- Task brief
An exact copy of each line below is needed, with no images in it.

⟨

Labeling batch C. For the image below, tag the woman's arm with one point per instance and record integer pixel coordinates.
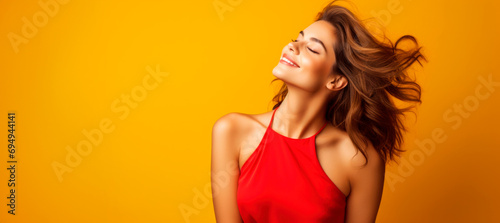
(367, 184)
(225, 170)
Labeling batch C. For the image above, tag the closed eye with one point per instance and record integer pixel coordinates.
(294, 40)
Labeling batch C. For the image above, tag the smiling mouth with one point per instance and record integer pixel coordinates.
(286, 61)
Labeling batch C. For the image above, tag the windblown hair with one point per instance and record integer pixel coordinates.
(376, 72)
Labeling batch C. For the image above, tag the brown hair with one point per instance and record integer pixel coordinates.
(375, 71)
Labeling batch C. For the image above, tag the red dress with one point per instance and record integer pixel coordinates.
(283, 181)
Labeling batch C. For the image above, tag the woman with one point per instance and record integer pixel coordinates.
(320, 155)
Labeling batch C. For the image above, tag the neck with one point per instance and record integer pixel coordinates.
(300, 115)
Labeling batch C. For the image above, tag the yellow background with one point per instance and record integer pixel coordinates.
(90, 55)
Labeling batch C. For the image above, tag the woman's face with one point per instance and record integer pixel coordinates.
(312, 53)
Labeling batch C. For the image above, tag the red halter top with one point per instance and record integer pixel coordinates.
(283, 181)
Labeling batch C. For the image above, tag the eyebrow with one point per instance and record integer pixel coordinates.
(315, 40)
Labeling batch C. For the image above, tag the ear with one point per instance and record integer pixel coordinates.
(337, 82)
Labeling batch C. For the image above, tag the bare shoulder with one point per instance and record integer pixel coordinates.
(238, 126)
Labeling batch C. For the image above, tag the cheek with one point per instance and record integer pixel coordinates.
(315, 68)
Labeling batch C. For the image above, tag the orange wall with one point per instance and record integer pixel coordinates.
(115, 102)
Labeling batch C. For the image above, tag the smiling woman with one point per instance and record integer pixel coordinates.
(336, 100)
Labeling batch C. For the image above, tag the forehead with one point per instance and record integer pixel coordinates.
(322, 30)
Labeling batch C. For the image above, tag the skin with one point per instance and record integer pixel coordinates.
(235, 135)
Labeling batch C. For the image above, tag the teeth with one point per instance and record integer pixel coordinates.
(288, 61)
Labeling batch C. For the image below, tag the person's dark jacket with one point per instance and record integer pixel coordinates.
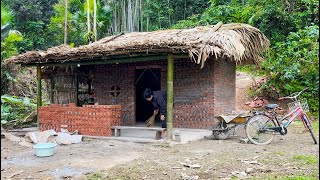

⟩

- Response to this exercise
Labeling batch C. For the image below, tag the woman's arm with one point per instance and record integer pixel coordinates.
(367, 184)
(225, 170)
Labeling batch C. For the image above, tag the closed eye with one point per instance and record integer pixel coordinates.
(294, 40)
Labeling batch C. For the image above, tag the smiling mouth with one point per instance and record integer pixel coordinates.
(286, 61)
Labeling batch C. For the image above, tag the windblown hair with one point per instance and record integer pixel coordinates.
(376, 72)
Labeling batch C. For the image above, tag the brown hair with one point per instance and record integer pixel coordinates.
(375, 71)
Labeling batch C. For the image above, tag the red dress with one point per instance and record integer pixel coordinates.
(283, 181)
Labeling batch C. For the image above, tag the woman with one point per instance and record integer pixel coordinates.
(320, 155)
Labeling batch C. For the image above, tag the neck with one point per instance and record integer pixel coordinates.
(300, 115)
Labeling batch C. For the image above, tag the yellow background with one point per instance and record integer pixel coordinates.
(90, 55)
Labeling batch C. For the image above, tag the woman's face with one point per instance and record integer pixel coordinates.
(312, 53)
Labeling batch C. For the image above, tag the red halter top with one point per instance and record integer pixel coordinates.
(283, 181)
Labeling batch C. For the image above, tag the eyebrow with one point per instance and record integer pixel coordinates.
(315, 40)
Labeling batch C. For the image above, tag the ear with one point per instance and record integer pixel coordinates.
(337, 82)
Labeling batch C. For the image above, tag the bare shoulder with one point per instance and record integer pixel coordinates.
(238, 126)
Labeling batch C. For the image above, tag the cheek with one point per instance and record integer pixel coordinates.
(315, 68)
Labeling batch C. For the image above, tag the orange wall with one point per instance and record integer pixel coordinates.
(115, 102)
Labeling batch C. For the image above, tag the smiling woman with one point per instance and record integer pixel coordinates.
(336, 100)
Labeling batch C. For the image above, tag the forehead with one point per instance and record integer pixel coordinates.
(322, 30)
Labeling batch C. For the image above, tag the skin with one point per instance and record integer pixel coordinates.
(235, 135)
Labeling batch C. For the image above, tag the teeth with one point per instance and record integer pixel coordinates.
(288, 61)
Labeling batch C. For the image below, tag the person's dark jacket with one point per instance and record integer pixel coordinates.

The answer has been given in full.